_EXERCISE OBJECTIVE:_ Where a line of the material contains the string "rough", copy that line.
+ + + + +
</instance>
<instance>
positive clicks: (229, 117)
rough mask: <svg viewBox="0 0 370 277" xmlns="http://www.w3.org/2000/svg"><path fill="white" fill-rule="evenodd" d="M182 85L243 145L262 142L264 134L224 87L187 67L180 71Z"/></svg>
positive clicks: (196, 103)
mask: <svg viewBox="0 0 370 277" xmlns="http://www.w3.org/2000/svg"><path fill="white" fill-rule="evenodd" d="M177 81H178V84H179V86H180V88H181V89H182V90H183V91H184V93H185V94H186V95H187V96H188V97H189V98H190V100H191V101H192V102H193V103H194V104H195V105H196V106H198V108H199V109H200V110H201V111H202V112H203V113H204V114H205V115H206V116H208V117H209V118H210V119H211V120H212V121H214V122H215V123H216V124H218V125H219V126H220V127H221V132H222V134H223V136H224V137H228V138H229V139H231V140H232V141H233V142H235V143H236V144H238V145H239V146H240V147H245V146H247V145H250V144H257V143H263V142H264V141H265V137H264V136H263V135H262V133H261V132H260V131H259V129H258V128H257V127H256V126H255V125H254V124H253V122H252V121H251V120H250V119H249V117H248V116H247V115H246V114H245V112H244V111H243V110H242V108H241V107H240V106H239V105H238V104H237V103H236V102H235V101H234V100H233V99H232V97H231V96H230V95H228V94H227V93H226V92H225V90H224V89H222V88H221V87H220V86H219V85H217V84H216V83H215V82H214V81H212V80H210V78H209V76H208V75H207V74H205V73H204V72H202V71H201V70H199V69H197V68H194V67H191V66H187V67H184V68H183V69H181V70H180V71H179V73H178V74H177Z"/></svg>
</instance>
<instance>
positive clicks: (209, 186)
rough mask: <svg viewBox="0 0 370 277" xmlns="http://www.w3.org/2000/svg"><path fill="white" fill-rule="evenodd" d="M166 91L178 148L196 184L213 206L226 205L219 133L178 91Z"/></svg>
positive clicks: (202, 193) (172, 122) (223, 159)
+ + + + +
_SOLUTION FOR THIS EXERCISE:_
rough mask: <svg viewBox="0 0 370 277" xmlns="http://www.w3.org/2000/svg"><path fill="white" fill-rule="evenodd" d="M182 85L243 145L262 142L264 134L224 87L187 67L180 71Z"/></svg>
rough mask: <svg viewBox="0 0 370 277" xmlns="http://www.w3.org/2000/svg"><path fill="white" fill-rule="evenodd" d="M166 91L178 148L196 184L213 206L226 205L219 133L178 91Z"/></svg>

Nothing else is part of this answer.